==== PROVIDED DATA ====

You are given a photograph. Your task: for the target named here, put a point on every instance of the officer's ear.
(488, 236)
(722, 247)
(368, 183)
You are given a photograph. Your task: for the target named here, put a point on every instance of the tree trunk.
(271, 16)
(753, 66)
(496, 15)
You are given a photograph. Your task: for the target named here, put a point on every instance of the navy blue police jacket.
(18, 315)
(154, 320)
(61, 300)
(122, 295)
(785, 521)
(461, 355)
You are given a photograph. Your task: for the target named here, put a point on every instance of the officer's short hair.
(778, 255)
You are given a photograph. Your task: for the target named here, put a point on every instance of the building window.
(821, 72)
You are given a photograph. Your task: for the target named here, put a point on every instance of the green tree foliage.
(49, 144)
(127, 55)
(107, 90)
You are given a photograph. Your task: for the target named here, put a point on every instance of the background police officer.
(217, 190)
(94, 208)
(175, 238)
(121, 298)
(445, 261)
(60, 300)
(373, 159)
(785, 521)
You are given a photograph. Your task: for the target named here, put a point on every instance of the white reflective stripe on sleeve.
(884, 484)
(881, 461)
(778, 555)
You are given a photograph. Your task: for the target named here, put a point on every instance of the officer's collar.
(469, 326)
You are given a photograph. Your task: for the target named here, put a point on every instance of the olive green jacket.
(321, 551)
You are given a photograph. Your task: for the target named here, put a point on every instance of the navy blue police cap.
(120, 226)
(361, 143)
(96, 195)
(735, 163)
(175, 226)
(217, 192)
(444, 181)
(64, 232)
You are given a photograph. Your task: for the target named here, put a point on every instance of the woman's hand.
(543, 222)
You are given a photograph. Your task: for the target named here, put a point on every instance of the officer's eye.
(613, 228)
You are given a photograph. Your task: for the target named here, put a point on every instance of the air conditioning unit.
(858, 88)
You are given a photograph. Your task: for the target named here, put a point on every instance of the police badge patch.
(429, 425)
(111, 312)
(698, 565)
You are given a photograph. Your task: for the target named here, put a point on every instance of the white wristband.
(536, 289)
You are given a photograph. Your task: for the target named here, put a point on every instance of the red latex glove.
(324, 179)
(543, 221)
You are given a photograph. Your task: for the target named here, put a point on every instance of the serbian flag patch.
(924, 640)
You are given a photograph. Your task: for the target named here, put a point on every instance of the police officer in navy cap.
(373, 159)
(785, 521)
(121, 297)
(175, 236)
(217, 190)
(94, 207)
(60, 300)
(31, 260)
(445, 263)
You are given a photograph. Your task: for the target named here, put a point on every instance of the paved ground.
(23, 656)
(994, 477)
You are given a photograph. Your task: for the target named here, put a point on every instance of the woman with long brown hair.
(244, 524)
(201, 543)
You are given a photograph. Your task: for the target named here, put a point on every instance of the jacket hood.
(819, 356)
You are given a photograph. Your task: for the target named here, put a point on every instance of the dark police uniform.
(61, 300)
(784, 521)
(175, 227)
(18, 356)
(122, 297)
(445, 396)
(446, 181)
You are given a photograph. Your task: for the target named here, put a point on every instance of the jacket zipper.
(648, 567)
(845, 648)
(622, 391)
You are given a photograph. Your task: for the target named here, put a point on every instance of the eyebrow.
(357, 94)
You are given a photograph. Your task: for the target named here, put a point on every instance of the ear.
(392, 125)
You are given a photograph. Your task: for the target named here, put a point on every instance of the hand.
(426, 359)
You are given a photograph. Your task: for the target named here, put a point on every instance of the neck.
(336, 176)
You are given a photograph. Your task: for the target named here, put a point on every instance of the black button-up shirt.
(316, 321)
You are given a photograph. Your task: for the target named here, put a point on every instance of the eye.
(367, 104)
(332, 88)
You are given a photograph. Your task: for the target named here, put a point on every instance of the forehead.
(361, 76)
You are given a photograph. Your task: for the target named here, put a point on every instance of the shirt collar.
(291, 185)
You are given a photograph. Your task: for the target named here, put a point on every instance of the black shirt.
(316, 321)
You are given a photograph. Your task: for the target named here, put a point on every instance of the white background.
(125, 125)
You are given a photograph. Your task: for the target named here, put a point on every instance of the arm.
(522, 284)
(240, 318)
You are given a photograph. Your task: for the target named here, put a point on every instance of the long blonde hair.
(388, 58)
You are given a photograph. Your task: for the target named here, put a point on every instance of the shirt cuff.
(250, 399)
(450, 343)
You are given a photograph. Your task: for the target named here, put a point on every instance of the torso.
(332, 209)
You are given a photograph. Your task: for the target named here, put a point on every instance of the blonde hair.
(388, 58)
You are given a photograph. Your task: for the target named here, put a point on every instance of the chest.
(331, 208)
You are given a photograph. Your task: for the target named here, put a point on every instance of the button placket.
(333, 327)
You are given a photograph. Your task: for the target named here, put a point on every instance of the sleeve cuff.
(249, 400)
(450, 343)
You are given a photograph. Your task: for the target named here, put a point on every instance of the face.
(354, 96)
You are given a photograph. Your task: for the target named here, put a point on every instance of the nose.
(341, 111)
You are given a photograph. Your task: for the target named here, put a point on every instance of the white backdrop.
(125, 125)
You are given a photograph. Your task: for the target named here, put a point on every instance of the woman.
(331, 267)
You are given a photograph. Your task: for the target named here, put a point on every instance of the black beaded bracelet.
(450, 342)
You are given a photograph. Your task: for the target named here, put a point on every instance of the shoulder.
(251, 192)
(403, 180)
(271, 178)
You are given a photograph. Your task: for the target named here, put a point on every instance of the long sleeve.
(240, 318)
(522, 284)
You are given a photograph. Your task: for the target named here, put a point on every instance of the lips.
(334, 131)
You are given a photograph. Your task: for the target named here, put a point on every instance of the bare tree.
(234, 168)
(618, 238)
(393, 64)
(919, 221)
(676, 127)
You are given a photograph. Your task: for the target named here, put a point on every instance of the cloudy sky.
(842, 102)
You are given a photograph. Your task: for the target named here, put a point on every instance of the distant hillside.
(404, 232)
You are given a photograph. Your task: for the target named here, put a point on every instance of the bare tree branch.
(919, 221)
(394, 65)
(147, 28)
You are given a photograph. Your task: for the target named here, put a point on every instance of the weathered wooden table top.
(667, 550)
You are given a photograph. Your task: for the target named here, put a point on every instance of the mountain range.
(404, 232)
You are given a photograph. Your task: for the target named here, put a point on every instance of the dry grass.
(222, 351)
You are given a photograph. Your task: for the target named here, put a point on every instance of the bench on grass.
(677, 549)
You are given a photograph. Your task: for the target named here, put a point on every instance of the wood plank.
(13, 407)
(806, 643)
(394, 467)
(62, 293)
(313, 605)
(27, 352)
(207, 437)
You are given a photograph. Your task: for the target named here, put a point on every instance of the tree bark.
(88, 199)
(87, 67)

====

WHAT YOU ARE ASKED TO DO:
Print all records shown above, word for word.

SOLUTION FOR THIS TASK:
You are given a photograph. Your task: for the target named here, put a point on every instance of the officer's ear.
(488, 236)
(722, 247)
(368, 183)
You are given a photograph. Your task: for the target named here, put a point on every instance of the tree trunk.
(271, 16)
(753, 66)
(496, 15)
You are given a photograph. Your task: for the target named here, put a point on every instance of the navy blue police jacket.
(18, 315)
(154, 320)
(61, 300)
(122, 295)
(785, 521)
(461, 355)
You are given a photograph. Your task: for the target named here, put a point on every instance of the officer's short hair.
(778, 255)
You are given a photograph. Your task: for the target named here, put a point on every instance of the building window.
(821, 72)
You are given a photograph. Your task: for the target named here, put a point on every instance of the green tree foliage.
(49, 144)
(127, 55)
(107, 90)
You are given a photograph. Your task: for the target named here, put a point on every instance of the background police officer.
(217, 190)
(94, 208)
(175, 238)
(121, 298)
(445, 261)
(60, 300)
(373, 159)
(785, 521)
You are given a photograph. Your task: for the target named here, put a point on every instance of the white reflective stripe on sleeve.
(884, 484)
(881, 461)
(778, 555)
You are given a photograph. Your task: for the target named here, put a point on every instance of the officer's collar.
(469, 326)
You are given a photograph. Your task: for the target named here, put a point on every instance of the olive green jacket.
(321, 551)
You are given a photograph. Your task: for the target named here, put a point on every instance of the navy blue police cap.
(120, 226)
(361, 143)
(96, 195)
(735, 163)
(175, 226)
(217, 192)
(444, 181)
(64, 232)
You are given a photograph. Your task: for the target named here, put a point on every instance of the woman's hand.
(543, 222)
You are given a photograph. Your task: for the target named here, put a point on every instance of the officer's eye.
(613, 228)
You are given a photograph. Your task: for the target named here, put a point on every instance of the air conditioning unit.
(858, 88)
You are given a photograph. Your task: for the target named here, put a point on every instance of the police badge patch.
(429, 425)
(111, 312)
(698, 565)
You are given a photograph. Your task: for the target named here, put a point on every instance of the white wristband.
(536, 289)
You are given a photograph. Your task: for the target named here, put a point on every instance of the red latex glove.
(324, 179)
(543, 221)
You are given a photograph. Your task: for the target named here, put a point on every instance of the serbian flag patch.
(924, 640)
You are given a photograph. Your task: for the target named here, put a point on every instance of the police officer in navy cap.
(373, 159)
(785, 521)
(121, 297)
(175, 236)
(217, 190)
(94, 207)
(60, 300)
(31, 260)
(445, 263)
You are given a photograph. Your task: for the target named here, put a point on every instance of the paved ground.
(23, 656)
(994, 477)
You are given a photograph. Your task: for the target named here, put a point on every instance of the woman with long brown hair.
(244, 524)
(201, 543)
You are given a photograph. Your task: for the target named here, put a point on every instance of the jacket hood.
(819, 356)
You are given a photograph. Your task: for the target named here, put a point on every instance of the dark police uniform.
(61, 300)
(784, 521)
(175, 227)
(18, 356)
(122, 297)
(445, 396)
(446, 181)
You are given a photograph. Your task: for the target named here, put a point on every instance of the jacket zipper.
(648, 567)
(845, 648)
(622, 391)
You are given a photograph. Your task: for the target named here, put a point on every instance of the eyebrow.
(357, 94)
You are given a photograph. Your task: for the target named here, put a point on every instance of the ear.
(392, 125)
You are given a photograph. Your task: for the target named here, put a point on every instance of the hand.
(426, 359)
You are given a photograph. Your task: for the target named here, put a point on every instance of the neck.
(336, 176)
You are given a photograph. Your task: for the target named here, put a point on every instance of the black button-up shirt.
(316, 321)
You are given a photograph. Your task: for the target named here, put a point on every instance of the eye.
(367, 104)
(332, 88)
You are given a photograph. Your task: for the target named here, put a point on every instance of the forehead.
(361, 76)
You are given a photograph. Your task: for the target named here, put a point on every instance of the shirt collar.
(291, 185)
You are given a photograph. Your task: for the target named here, put a point on every instance of the black shirt.
(316, 321)
You are given a photograph. Your task: for the target named here, put a point on every instance of the white background.
(125, 125)
You are given a photograph. Your task: for the target named here, put a point on every instance of the arm.
(522, 284)
(240, 318)
You are given a photograph. Your task: for the target named here, put a point on every instance of the long blonde hair.
(388, 58)
You are given a photograph. Your task: for the target named here, put a point on every instance of the shirt cuff.
(250, 399)
(450, 343)
You are given a photograph. Your task: for the target named here, put a point on every instance of the torso.
(332, 209)
You are given a photograph. Your task: for the target named here, put a point on every instance of the blonde hair.
(388, 58)
You are given a photograph. Your task: for the target named here, put a point on every instance of the chest.
(331, 208)
You are given a photograph. Your task: for the target named here, put a point on every instance of the button placket.
(333, 327)
You are given a photograph. Your task: for the target named here, put a point on every instance of the sleeve cuff.
(249, 400)
(450, 343)
You are given a photograph. Your task: for the target named here, put a point on every instance of the face.
(354, 96)
You are given a photograph. Your task: for the target named here, put a point on every instance of the nose.
(341, 111)
You are given a photograph. Your task: for the target named here, put a point on every instance of the white backdrop.
(125, 125)
You are given a photograph. Your task: for the target named here, put a point on every instance of the woman.
(331, 267)
You are given a photograph. Your task: for the target named here, put a point on every instance of the black beaded bracelet.
(450, 342)
You are given a photograph. Your task: for the target named here, put a point on every instance of the shoulder.
(251, 192)
(403, 180)
(271, 178)
You are given a photograph. Your task: for the target named here, put a point on every instance of the long sleeve.
(240, 318)
(522, 284)
You are given a photograph. Your task: for the target named here, put a point on every instance of the lips.
(334, 131)
You are given a photograph. Your task: for the target named here, put a point on every instance of the bare tree.
(234, 168)
(618, 238)
(393, 64)
(919, 221)
(676, 127)
You are given a photograph. Your task: for the target named here, put a point on every instance of the cloudy sky.
(842, 102)
You are given a photograph. Your task: for the target named here, put a point on every instance of the distant hillside.
(404, 232)
You are given a photograph. Your task: for the target named here, put a point on every instance of the bare tree branch.
(919, 221)
(394, 65)
(147, 28)
You are given a photograph. Your task: for the target named here, put a point on every instance of the weathered wooden table top.
(667, 550)
You are given a photograph. Your task: for the target named here, put a point on every instance of the mountain range.
(404, 232)
You are given a photograph. Your task: for the target named here, put a point on every instance of the dry grass.
(222, 351)
You are given a photograph. Your task: for the target named here, put a point on every instance of the bench on grass.
(677, 549)
You are given a photograph. Your task: for the target named here, put a point on every instance of the wood plank.
(13, 407)
(806, 643)
(394, 467)
(62, 293)
(313, 605)
(27, 352)
(207, 437)
You are given a photograph. Your task: for the target named here, put a point on every instance of the tree bark.
(88, 199)
(87, 67)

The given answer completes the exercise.